問題
1. 次の(a)〜(c)が小説の感想文の内容と合っているかを「はい」か「いいえ」で答え、判断の決め手となる本文の言葉をそのまま引用する。(a) 筆者は前半を読むのに時間がかかった。(b) 筆者は、映像のほうが繊細な美しさをうまく表現できると感じた。(c) 筆者は、美しいことを素直に美しいと言える場面が今は多いと考えている。
2. 小説の感想文の最後の文のあとに続く文章を書いてください。

本文
* * *

さかえの男の子みたいな美しさ、死刑囚の父を持つ妙子の陰のある美しさ、さかえと光一のダンスホールでの描写の美しさ、妙子と有田の恋愛の美しさ、妙子と千代子の友情の美しさ、市子と佐山、市子と清野の関係、さかえの母・音子の中年を過ぎた女性の美しさ…

前半は特に、女の多様な美しさが、巧みな文章と物語展開でとてもこまやかに表現されていて、ひとつひとつじっくり読んだ…。読むの時間がかかった。
映像では表現しにくい繊細な美しさが描写されているように感じた。
小説の持つ力ってすごい!


美しいことを素直に美しいと言えることって、いまなかなかない気がする。


あの人は美しい、だけど性格は悪い
あの人は美しいのに、頭悪い
あの人はきれいなのに、お金ない
あの人はきれいなのに、いつもひとり

という感じで、美しい+何か、なければならないというのがいつも求められていて、実は上記のようだったりすると、何もしてないのにがっかりされたりしてるように感じる(個人の見解にすぎませんが)。頭がよくてきれいな女優さんやアナウンサーなどがメディアにいっぱいいるからその影響が大きいのかもしれない。

* * *

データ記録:
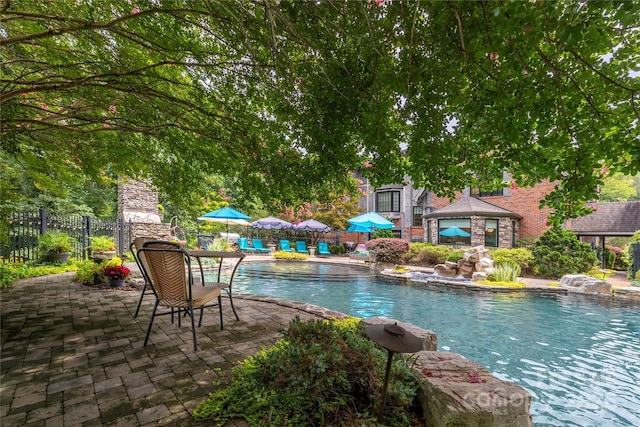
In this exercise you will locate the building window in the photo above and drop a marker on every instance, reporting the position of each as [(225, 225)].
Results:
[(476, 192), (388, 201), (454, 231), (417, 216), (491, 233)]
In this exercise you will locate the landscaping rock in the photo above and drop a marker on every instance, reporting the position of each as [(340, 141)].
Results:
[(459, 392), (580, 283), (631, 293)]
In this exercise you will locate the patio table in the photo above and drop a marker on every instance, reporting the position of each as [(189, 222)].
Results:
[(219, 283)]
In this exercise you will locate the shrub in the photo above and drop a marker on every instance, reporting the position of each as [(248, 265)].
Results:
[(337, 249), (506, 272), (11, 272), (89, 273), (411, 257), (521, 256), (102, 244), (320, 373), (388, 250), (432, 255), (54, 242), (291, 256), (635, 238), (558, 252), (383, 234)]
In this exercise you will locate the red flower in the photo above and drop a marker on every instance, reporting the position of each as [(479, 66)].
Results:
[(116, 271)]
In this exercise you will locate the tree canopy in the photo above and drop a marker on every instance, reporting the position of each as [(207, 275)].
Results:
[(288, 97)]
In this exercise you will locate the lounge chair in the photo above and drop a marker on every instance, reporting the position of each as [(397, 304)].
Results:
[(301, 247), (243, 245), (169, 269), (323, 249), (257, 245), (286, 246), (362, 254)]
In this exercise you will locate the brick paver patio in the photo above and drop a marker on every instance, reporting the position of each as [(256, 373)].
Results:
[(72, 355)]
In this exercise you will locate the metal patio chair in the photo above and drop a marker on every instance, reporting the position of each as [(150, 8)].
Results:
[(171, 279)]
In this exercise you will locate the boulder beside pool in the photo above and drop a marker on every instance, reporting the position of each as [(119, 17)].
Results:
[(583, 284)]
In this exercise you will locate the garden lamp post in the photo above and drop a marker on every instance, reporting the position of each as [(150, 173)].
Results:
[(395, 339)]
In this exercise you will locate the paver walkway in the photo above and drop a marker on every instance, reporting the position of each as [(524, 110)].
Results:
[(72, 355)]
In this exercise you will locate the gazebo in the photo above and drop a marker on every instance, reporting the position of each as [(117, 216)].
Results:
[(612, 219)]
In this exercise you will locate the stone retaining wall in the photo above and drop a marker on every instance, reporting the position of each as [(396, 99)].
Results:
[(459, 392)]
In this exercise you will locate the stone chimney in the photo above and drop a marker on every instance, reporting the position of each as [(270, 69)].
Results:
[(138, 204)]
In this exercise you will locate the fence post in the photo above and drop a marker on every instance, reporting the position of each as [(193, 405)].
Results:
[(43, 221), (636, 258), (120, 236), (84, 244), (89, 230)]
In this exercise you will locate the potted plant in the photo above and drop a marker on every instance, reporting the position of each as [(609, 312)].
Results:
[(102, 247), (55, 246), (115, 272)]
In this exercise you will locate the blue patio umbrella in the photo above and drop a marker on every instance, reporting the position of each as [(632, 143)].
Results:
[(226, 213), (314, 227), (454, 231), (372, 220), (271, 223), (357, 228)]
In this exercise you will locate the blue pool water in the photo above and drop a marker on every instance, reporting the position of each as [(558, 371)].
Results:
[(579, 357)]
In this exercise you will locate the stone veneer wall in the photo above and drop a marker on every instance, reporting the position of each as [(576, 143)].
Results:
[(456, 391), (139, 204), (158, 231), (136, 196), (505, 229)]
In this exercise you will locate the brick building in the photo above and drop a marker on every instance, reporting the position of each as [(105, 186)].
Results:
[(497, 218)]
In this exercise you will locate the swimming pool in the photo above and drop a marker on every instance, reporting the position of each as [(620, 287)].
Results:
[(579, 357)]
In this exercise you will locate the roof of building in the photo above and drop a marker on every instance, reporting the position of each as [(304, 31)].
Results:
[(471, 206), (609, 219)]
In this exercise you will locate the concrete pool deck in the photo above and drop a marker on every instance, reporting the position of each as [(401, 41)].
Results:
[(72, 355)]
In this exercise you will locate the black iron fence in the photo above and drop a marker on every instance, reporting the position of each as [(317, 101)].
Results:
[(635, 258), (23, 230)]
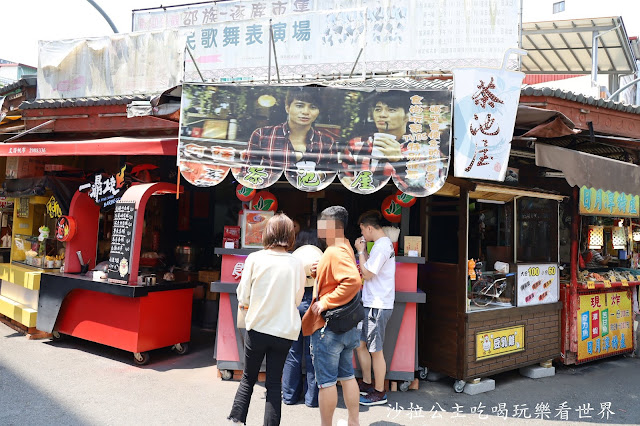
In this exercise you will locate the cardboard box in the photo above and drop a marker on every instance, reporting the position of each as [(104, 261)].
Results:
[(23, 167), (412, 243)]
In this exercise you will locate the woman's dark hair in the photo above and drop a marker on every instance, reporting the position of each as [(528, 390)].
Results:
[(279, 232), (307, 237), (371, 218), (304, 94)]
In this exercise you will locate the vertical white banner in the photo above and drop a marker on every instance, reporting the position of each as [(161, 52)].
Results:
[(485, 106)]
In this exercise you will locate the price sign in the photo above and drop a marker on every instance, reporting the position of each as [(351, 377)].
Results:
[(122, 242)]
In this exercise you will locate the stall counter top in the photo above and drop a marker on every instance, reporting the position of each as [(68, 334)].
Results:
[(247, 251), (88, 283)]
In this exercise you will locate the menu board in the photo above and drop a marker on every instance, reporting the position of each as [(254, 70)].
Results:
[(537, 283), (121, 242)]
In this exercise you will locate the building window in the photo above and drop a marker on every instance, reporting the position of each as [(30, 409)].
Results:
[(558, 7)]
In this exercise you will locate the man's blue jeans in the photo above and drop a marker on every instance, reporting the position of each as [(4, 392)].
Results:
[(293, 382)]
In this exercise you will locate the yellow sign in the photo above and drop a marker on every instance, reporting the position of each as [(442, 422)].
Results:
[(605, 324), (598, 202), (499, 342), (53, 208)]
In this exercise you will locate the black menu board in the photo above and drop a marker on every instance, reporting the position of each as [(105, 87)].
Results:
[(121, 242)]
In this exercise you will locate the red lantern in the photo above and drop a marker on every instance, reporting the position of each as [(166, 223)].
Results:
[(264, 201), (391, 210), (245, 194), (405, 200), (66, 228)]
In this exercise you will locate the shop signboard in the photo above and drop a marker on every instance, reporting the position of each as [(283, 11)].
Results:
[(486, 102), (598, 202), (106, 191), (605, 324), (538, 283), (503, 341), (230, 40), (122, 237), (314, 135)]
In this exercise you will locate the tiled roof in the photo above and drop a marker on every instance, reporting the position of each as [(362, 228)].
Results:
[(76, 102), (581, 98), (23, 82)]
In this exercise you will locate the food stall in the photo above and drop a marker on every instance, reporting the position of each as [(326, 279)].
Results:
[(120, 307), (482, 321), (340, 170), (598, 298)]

* * *

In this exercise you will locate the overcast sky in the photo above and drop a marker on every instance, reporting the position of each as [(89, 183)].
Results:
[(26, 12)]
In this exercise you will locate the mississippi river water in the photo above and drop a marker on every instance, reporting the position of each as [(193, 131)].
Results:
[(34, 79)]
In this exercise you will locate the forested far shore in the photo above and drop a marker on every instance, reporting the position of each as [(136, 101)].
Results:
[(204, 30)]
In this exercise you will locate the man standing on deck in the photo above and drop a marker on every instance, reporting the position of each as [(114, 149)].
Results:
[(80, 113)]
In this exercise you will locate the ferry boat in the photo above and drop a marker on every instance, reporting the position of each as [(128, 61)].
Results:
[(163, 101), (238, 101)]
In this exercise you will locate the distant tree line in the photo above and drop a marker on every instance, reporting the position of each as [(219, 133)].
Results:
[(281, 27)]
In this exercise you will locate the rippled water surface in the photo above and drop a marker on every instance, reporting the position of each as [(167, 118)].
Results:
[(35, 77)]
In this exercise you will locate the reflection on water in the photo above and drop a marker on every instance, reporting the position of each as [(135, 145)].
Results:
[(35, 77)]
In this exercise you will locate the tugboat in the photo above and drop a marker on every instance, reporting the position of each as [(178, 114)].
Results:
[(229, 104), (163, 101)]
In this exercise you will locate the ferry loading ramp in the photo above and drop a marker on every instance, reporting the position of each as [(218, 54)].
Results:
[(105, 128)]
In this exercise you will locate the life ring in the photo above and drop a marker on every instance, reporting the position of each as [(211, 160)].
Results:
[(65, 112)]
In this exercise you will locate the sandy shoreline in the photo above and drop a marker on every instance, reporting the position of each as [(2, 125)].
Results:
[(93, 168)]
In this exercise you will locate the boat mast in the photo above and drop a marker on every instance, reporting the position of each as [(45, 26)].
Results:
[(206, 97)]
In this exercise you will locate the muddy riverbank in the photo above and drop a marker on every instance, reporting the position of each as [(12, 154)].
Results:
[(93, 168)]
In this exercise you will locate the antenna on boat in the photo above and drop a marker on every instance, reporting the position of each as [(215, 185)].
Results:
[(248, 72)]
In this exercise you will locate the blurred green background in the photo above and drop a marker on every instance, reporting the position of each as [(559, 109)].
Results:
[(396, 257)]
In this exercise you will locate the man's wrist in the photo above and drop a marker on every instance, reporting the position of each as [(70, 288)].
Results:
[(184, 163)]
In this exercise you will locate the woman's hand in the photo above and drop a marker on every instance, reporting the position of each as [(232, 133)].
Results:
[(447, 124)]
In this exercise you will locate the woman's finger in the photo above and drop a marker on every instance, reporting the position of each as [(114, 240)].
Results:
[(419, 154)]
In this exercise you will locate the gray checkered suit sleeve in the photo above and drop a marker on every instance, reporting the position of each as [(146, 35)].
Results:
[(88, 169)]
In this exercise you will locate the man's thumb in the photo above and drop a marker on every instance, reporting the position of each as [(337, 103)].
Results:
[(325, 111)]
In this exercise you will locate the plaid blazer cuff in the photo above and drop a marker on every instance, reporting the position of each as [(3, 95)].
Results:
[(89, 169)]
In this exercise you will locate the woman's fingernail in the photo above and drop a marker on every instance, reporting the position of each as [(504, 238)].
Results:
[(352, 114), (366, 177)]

* * *

解答
1.
(a) はい。「ひとつひとつじっくり読んだ…。読むの時間がかかった。」
(b) いいえ。「映像では表現しにくい繊細な美しさが描写されているように感じた。」
(c) いいえ。「美しいことを素直に美しいと言えることって、いまなかなかない気がする。」

2.
私のもはやバイブルである三島由紀夫の『新恋愛講座』にそうした内容があった。普段本に書き込みはしない私だが、この本はつい線を引いていた。
いま使われてないらしい言葉もある…


『新恋愛講座』,1995,三島由紀夫,筑摩書房,p162


最後の方で、事故で入院した佐山と、妊娠の可能性のある市子の二人をさかえと妙子が双子みたいに一見仲良く看病するところもよかった。血のつながりが何よ、と感じさせるようだった。ほっこりした。


ちなみに、さかえの名前の由来は「女をたたえる国はさかえる」ということから来ているのだという。

果たして、いまの日本は…?


女の複雑さ

後半、とくにさかえの心のなかが一文一文ころころ変わる場面がある。それまでも、読んでいて、もしさかえが中学校や高校のクラスメイトだとしたら、集団生活で、周りの目を気にして本当はさかえに興味あるけど別々に行動してしまうかもと思っていた。いや、こういう女の子、客観的に見ると私はとっても好きなんだけど!!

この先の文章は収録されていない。